**PROBLEM DETAILS**. Return the count of lines in the following records that include "area", and nothing more.

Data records
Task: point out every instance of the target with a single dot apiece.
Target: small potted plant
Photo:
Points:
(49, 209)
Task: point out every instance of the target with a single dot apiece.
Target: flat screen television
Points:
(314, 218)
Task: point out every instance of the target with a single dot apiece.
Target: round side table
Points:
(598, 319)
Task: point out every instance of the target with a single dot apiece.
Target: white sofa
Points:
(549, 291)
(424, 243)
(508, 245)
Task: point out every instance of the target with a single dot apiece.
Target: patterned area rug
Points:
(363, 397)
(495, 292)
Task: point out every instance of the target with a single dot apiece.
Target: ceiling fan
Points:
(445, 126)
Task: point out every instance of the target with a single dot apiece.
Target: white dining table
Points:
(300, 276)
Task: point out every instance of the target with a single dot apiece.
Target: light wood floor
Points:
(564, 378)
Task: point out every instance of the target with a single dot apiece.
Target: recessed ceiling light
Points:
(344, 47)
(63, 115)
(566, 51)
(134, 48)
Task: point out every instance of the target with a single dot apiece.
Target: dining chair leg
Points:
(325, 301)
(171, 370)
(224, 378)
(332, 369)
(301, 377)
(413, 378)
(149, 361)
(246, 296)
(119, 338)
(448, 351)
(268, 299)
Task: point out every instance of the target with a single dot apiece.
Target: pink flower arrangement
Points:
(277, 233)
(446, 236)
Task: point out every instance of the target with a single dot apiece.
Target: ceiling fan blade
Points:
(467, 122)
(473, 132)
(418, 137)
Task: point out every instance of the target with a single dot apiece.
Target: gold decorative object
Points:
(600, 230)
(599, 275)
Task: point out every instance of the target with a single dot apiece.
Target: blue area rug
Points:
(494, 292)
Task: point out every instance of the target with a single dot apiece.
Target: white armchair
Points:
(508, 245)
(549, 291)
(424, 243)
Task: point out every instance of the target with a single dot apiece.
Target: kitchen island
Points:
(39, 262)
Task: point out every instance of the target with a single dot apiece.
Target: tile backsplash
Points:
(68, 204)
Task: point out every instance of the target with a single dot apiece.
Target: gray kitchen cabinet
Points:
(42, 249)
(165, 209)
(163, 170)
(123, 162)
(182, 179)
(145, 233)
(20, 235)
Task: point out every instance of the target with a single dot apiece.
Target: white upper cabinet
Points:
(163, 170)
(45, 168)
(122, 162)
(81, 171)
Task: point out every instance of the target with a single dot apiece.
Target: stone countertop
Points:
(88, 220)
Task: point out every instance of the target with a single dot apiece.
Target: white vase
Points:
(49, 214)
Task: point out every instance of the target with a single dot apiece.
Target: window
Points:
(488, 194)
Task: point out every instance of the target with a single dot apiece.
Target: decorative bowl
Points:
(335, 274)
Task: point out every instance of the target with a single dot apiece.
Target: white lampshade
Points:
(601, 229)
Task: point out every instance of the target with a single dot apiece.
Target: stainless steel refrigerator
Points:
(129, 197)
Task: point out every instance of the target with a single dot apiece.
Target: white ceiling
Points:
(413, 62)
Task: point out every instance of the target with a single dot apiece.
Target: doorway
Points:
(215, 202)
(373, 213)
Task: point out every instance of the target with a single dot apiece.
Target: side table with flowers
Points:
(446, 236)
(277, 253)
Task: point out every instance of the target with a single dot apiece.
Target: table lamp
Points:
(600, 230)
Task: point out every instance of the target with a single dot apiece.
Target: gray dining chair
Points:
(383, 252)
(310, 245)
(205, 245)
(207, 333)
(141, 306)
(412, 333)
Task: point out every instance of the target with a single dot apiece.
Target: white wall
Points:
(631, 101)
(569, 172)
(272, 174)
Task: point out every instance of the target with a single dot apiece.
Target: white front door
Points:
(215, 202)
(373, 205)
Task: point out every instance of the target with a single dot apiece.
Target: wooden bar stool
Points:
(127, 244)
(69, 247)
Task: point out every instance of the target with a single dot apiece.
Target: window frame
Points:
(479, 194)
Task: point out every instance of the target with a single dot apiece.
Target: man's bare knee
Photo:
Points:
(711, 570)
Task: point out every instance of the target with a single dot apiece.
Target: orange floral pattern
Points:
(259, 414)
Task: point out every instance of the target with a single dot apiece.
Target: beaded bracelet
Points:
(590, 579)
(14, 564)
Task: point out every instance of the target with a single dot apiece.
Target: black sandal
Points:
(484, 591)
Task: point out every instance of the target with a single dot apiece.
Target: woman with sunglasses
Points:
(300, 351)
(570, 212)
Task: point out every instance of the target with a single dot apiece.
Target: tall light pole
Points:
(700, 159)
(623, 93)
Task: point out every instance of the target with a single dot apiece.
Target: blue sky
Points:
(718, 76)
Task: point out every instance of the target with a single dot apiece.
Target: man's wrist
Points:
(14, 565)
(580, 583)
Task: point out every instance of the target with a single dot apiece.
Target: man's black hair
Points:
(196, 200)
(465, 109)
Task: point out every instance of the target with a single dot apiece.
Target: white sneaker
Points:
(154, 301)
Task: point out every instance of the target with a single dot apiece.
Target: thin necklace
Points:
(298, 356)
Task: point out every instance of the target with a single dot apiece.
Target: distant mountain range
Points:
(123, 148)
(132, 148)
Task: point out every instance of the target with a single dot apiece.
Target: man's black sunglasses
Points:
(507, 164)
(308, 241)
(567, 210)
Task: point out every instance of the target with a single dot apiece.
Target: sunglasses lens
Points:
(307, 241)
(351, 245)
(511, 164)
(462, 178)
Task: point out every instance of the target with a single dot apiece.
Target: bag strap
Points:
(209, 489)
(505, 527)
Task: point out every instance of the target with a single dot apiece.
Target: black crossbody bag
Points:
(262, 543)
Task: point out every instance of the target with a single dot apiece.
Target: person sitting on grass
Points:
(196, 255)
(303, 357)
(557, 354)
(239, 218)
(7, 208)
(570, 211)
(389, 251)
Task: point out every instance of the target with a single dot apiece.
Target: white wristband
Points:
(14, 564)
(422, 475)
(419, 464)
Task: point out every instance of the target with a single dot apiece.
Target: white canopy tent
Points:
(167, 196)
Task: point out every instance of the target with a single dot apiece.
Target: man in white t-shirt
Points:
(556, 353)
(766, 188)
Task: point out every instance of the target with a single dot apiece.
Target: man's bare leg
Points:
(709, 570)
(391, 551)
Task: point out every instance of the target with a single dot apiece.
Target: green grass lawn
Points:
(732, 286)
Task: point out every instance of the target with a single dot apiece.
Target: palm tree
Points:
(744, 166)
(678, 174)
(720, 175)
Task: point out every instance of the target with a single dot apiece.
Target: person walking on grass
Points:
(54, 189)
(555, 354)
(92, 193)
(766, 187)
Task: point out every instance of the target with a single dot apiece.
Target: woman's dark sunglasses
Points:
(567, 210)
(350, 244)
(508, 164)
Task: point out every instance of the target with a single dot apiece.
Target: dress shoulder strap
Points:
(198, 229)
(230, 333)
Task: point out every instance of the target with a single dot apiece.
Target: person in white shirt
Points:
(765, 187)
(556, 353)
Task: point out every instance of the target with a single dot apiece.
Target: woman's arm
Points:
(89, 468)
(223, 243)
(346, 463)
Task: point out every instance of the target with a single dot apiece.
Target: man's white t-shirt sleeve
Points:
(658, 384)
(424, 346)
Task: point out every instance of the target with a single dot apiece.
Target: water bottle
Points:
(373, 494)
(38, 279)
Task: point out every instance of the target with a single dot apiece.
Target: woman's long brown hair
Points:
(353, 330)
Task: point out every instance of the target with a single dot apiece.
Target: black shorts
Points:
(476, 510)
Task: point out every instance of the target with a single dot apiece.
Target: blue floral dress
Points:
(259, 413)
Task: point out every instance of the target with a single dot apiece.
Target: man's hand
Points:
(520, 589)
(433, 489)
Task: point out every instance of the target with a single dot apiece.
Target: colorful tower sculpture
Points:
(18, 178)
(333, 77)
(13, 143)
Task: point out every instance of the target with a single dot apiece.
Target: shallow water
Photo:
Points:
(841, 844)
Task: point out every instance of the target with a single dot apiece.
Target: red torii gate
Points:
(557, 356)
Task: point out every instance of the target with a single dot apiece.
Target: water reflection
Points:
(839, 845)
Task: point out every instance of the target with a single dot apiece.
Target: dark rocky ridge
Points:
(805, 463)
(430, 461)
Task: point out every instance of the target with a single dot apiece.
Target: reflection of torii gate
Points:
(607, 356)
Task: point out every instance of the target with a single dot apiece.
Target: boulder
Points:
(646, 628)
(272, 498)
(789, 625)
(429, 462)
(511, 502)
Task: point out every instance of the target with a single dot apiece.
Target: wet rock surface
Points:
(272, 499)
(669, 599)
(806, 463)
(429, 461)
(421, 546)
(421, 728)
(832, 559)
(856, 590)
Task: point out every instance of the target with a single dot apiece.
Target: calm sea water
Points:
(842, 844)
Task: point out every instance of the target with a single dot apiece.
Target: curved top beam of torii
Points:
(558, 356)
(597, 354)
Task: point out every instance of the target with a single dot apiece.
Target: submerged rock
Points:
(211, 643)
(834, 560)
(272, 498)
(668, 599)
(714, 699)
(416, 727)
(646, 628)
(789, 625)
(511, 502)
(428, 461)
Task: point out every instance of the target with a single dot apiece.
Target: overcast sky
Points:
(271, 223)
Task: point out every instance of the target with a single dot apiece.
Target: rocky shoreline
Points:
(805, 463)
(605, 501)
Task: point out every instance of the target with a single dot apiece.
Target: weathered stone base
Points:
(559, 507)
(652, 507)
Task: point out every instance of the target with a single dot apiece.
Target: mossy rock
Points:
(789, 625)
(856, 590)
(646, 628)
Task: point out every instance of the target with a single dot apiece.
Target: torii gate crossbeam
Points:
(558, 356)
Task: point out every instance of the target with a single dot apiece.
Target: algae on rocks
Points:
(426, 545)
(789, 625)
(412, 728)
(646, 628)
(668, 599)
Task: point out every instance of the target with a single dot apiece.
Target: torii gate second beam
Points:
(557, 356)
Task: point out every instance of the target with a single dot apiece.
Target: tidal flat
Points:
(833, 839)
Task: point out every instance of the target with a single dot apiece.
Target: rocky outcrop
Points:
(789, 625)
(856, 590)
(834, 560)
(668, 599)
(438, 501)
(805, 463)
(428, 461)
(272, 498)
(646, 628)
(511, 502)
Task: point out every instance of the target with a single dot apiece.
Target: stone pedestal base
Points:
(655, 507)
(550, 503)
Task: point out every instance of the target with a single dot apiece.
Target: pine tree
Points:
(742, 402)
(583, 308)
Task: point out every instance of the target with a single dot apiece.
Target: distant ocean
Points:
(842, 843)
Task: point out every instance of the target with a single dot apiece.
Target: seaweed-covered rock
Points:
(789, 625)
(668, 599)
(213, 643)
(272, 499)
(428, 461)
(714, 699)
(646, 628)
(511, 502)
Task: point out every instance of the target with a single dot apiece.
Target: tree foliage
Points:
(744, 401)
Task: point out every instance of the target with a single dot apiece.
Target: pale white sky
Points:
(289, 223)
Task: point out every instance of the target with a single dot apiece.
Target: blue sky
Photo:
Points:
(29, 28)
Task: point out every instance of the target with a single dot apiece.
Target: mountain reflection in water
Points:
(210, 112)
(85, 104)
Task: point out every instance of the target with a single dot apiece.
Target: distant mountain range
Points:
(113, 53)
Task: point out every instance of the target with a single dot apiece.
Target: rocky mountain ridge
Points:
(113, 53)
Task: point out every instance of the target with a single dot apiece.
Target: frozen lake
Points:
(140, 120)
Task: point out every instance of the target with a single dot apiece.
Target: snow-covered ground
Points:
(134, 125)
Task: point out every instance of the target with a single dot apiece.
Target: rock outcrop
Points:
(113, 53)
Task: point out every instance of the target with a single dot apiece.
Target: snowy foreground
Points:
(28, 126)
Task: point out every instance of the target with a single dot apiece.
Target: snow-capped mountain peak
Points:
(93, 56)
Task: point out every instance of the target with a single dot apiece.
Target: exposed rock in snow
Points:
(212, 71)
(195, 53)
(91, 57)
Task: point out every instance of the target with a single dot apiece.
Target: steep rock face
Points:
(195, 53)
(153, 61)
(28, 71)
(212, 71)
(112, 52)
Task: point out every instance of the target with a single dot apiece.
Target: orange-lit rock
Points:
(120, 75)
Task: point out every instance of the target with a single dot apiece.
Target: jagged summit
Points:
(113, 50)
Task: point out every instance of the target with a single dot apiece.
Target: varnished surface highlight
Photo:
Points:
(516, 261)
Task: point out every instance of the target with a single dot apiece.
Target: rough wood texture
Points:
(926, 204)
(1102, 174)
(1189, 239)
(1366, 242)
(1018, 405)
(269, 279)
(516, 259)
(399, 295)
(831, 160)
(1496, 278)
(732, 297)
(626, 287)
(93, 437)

**SOLUTION**. 2